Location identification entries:
= = = = = = =

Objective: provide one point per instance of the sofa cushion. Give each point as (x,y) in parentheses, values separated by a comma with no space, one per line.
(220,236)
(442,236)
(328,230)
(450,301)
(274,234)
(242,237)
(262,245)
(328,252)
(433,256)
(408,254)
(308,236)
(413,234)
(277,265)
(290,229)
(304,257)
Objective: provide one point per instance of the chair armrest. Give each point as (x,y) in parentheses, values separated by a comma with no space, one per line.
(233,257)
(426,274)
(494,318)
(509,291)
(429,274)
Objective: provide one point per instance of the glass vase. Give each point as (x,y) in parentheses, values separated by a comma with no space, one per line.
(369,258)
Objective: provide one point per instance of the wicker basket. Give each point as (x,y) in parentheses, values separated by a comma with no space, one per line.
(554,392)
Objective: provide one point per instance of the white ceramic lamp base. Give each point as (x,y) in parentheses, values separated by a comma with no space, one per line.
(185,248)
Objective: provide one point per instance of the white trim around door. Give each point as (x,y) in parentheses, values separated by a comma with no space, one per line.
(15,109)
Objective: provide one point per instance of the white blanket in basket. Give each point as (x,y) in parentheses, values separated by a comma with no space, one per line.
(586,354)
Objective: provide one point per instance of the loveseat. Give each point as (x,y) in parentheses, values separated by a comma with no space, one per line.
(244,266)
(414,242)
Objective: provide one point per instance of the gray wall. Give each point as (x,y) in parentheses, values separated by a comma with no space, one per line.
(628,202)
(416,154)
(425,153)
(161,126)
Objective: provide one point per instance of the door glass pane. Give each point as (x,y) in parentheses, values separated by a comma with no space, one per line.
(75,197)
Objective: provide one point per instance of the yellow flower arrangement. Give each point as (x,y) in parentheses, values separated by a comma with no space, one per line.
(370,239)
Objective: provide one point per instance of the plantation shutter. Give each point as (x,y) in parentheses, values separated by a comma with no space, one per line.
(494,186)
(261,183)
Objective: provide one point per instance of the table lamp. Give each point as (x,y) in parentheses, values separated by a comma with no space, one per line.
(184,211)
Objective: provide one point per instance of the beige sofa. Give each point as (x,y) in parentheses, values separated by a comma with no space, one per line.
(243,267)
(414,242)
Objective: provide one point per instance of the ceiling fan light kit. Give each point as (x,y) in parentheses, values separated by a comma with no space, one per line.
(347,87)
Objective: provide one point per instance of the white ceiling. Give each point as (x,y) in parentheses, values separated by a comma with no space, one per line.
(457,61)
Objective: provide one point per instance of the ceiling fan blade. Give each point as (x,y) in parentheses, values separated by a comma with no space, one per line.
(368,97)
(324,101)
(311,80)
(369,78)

= = = = = = =

* [The task] Replace "Objective" with "Goal" throughout all the rows above, leaving everything else unchanged.

* [Answer to this exercise]
Goal: provide one point per instance of the sofa cushion. Give each point as (x,y) in parentheses, values separated by a comma with no space, one per line.
(220,236)
(442,236)
(328,230)
(450,301)
(274,234)
(242,237)
(262,245)
(328,252)
(433,256)
(408,254)
(308,236)
(413,234)
(277,265)
(290,229)
(304,257)
Goal: provide one point per instance of the chair armrest. Give each point as (x,y) in parentheses, values separated by a comma with no space, one per line.
(233,257)
(426,274)
(494,318)
(509,291)
(429,274)
Goal: provide one point per instance of the glass vase. Give each point as (x,y) in parentheses, values separated by a comma with no space, one per line.
(369,258)
Goal: provide one point per instance of the wicker basket. Give each point as (x,y) in parentheses, values separated by a comma with no space, one per line.
(554,392)
Goal: provide one point per instance of the white ceramic lamp base. Give each point as (x,y) in parentheses, values separated by a comma with no space, one per line.
(185,248)
Goal: provide one point per instance of the white trim around door. Give each point as (x,y) in parentheses, values separated by a comma with no space, one per line.
(15,109)
Goal: provide one point per instance of the white blanket in basket. Give each point as (x,y) in parentheses, values separated by a comma with no space, one per line.
(586,354)
Goal: provide one point per instance of the loveseat. Give each point as (x,y) in parentheses, values separated by a comma with no space, one per line.
(244,266)
(414,242)
Goal: provide one point per instance of the gray wall. Give each point as (x,y) in parentheses, values separated by a comma with no space, one per line.
(628,202)
(416,154)
(425,153)
(161,126)
Goal: provide one point per instance of the door glass pane. Give each point as (x,y) in parentheses, values separated by a comma with no space, one per line.
(75,197)
Goal: provide one point per instance of the yellow flower arrangement. Give each point as (x,y) in parentheses, values separated by a comma with no space, one per line.
(370,239)
Goal: provide one point per instance of the plantation shutter. Give each point as (x,y) in parentheses, values separated by a comma with no space, one per line.
(494,186)
(261,183)
Goal: provide one point per instance of the table lamp. Give each point as (x,y) in parentheses, values separated by a comma with no space, one per line.
(184,211)
Goal: provide one point per instance of the beige sofa. Give each point as (x,y) in parentheses, values separated by a comma with no space, one per line.
(243,267)
(414,242)
Goal: provide one point per instance of the ceiling fan light kit. Give each point as (x,y) in parentheses, values separated by a comma with no space, one per line.
(347,87)
Goal: provide one point per instance of the white ceiling. Give each point as (x,y) in parentheses, values separated by a comma with no space, one per line.
(457,61)
Goal: provide one point per instance of the ceiling fan blade. Give each point as (x,y) in parentheses, values separated by a comma with no space, one per line.
(368,97)
(324,101)
(311,80)
(369,78)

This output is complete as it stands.